▸ GOAL
Render every line of the entries below as a numbered list, omitting blank lines and leaving the pictures out of the answer.

▸ DATA ENTRIES
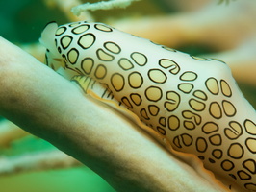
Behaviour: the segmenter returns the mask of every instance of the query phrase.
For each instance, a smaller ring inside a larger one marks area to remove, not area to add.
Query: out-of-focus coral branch
[[[111,10],[115,8],[126,8],[131,5],[133,1],[140,0],[109,0],[109,1],[100,1],[97,3],[85,3],[83,5],[76,6],[72,8],[71,12],[79,16],[81,12],[87,12],[88,10],[96,11],[96,10]]]
[[[0,122],[0,147],[9,147],[12,141],[27,135],[29,132],[21,130],[13,123],[7,120]]]
[[[0,114],[79,159],[117,191],[226,191],[35,58],[3,38],[0,44]]]
[[[66,18],[72,22],[81,20],[93,21],[93,16],[87,11],[81,12],[79,16],[74,15],[70,12],[71,8],[82,4],[80,0],[44,0],[44,2],[50,8],[58,7],[63,11]]]
[[[79,161],[59,150],[25,154],[12,157],[0,156],[0,176],[82,165]]]

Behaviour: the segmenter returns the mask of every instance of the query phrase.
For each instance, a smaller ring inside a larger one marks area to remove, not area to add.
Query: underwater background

▸ RESULT
1. Behaviour: the segmenter returns the mask of every instance of the query phrase.
2. For each instance, a smaller ring inside a larger one marks area to remove, not area to add.
3. Query: out-of-focus coral branch
4. [[[111,10],[115,8],[126,8],[131,5],[133,1],[140,0],[109,0],[109,1],[100,1],[97,3],[85,3],[83,5],[76,6],[72,8],[71,12],[79,16],[81,12],[87,12],[88,10],[96,11],[96,10]]]
5. [[[0,122],[0,147],[9,147],[12,141],[27,135],[29,132],[21,130],[13,123],[7,120]]]
6. [[[0,114],[79,159],[117,191],[226,191],[35,58],[3,38],[0,44]]]
7. [[[66,18],[72,22],[81,20],[93,21],[93,16],[87,11],[81,12],[79,16],[74,15],[70,12],[71,8],[82,4],[80,0],[44,0],[44,2],[50,8],[58,7],[63,11]]]
8. [[[79,161],[59,150],[25,154],[12,157],[0,156],[0,176],[82,165]]]
9. Behaviour: the segmenter returns the mask of every instance of the query phrase.
10. For each instance, a smaller ring inside a larger one marks area to remove, not area to add.
11. Query: underwater background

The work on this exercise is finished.